_Instructions for the task_
Reproduce every one of the items below with "Report" replaced by "Output" and all else left unchanged. Leave the pictures out of your answer.

Stored data:
'''
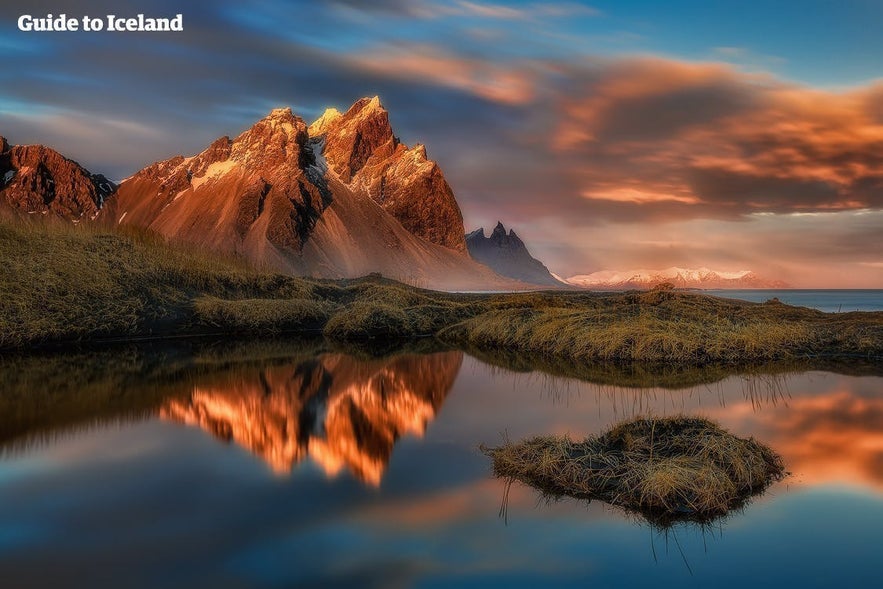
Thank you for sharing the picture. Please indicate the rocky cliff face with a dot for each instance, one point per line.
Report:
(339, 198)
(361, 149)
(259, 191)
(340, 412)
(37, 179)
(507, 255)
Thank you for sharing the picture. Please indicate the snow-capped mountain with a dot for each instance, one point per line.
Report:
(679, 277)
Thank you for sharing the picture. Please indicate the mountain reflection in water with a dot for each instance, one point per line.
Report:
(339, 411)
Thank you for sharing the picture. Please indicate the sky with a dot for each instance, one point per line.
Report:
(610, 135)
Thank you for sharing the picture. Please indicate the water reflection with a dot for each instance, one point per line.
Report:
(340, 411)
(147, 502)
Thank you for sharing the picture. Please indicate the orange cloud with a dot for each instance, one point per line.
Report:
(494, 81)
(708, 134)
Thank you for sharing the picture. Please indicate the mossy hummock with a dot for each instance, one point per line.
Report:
'''
_Output below_
Thank you for sharing the picture. Please indicate the rocky cliff face with a dot for each instance, one point per line.
Output:
(339, 198)
(361, 149)
(259, 191)
(340, 412)
(37, 179)
(507, 255)
Thank you for sharing the picture. Please indicate the snow-capped mountain with a dot for each instance, one point per line.
Output:
(679, 277)
Thank you for sharing the picture. Please indicate the mountain reflection in water with a dot for each instance, one point per line.
Output:
(339, 411)
Thank you for sharing the picture. Please indicate the sky with a dot for each instance, one point per line.
Output:
(610, 135)
Thank you for sharing the picture. Please indicate the water reflection with a dot for each instance, one point per line.
Output:
(340, 411)
(147, 502)
Thank you for sharing the picture. Please indicate the orange cloud with a dot for each instance, one point per line.
Output:
(494, 81)
(708, 134)
Thank you for sharing the picture. Please indicate the mossy hummock with a dot for each instance, one point per line.
Output:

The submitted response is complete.